_Exercise task_
Please identify every line in the records that contains the string "fruiting" and copy each of those lines in full. Case counts.

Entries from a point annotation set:
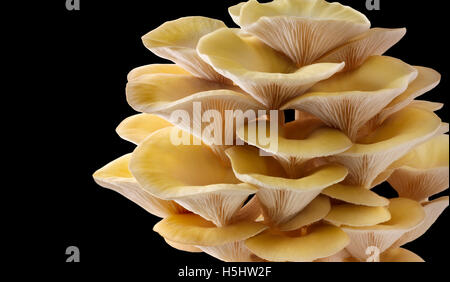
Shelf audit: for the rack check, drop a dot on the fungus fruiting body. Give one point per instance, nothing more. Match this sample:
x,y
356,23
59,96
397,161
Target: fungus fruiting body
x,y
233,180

---

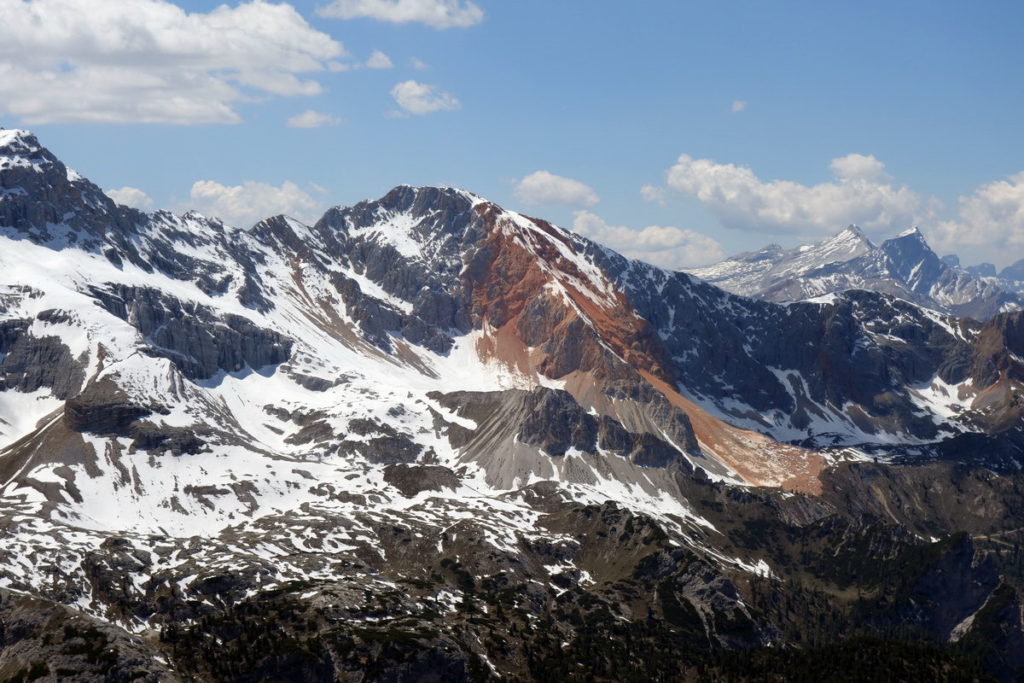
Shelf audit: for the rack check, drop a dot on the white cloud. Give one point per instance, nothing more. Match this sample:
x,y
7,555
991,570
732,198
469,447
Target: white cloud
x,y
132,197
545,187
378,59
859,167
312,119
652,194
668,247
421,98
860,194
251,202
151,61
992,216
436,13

--

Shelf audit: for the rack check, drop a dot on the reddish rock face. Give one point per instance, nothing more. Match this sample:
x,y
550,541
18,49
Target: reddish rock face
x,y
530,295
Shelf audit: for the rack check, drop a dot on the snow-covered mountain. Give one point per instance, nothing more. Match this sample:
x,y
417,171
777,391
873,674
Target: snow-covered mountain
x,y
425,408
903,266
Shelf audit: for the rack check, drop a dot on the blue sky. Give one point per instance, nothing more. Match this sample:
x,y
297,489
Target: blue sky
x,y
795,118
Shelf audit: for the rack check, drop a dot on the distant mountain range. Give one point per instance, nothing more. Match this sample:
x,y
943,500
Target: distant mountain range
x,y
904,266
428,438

_Solution to this exercise_
Shelf audit: for the rack check, drop a dot on the fungus fruiting body. Give one point per instance, nothing more. Match this sample:
Target: fungus fruiting body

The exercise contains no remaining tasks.